By Afsaneh Gray, medwireNews Reporter
A Swedish study of children admitted to hospital within the first year of life for lung infection has found that the increased risk this poses for later development of asthma is exacerbated by low gestational age.
Early respiratory infection and preterm birth are both known to be markers of increased subsequent asthma risk, but the relationship between these two factors has been unclear.
The researchers used national Swedish register data to identify the vast majority of respiratory infections in the first year after birth that resulted in hospital admission between 1981 and 1995.
Children who developed early severe lung infections (n=4233) were individually matched for gestational age, region of birth, and the month and year of birth with children who did not develop such infections (n=211,594). Each exposed child was matched with five unexposed children, or as many as were suitable.
Subsequent development of asthma was identified from registers of inpatient and outpatient diagnoses, and a register of prescriptions was used to identify pharmaceutical treatments for asthma in children and young adults. To avoid inflating the levels of asthma diagnoses , only children in which asthma was the sole diagnosis made after a hospital visit were included, explain lead author Scott Montgomery, from Örebro University Hospital, and colleagues.

• _Supplied information_:
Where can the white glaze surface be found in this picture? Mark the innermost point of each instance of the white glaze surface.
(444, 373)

• _What you need to do_:
A – According to the report on early lung infection and later asthma, which years did the hospital admissions for first-year respiratory infections span?
B – Continue the report on infant lung infection and asthma risk from where it stops.

• _Answers for the exercise_:
A – 1981 to 1995.

B –
The authors found that early respiratory infection was associated with asthma after age 5 years across all gestational ages, after adjustment for potential confounding factors such as maternal asthma and smoking (hazard ratio [HR)=1.51). However, the highest magnitude association was among the most preterm infants (gestational age less than 28 weeks; adjusted HR=2.22).
This association for the most premature held for asthma diagnoses both after age 10 years and age 16 years; however, the magnitude of the association was somewhat reduced after 16 years.
Writing in BMJ Open, Montgomery et al suggest that “the combination of early infection and prematurity may conspire to increase allergic as well as non-allergic risks for asthma, helping to explain the multiplicative effect of this combination of exposures for the risk of subsequent asthma.”
“The notably higher risk of asthma associated with this exposure combination continues throughout childhood, but appears to be less profound after age 16 years, possibly reflecting age-associated changes,” they conclude.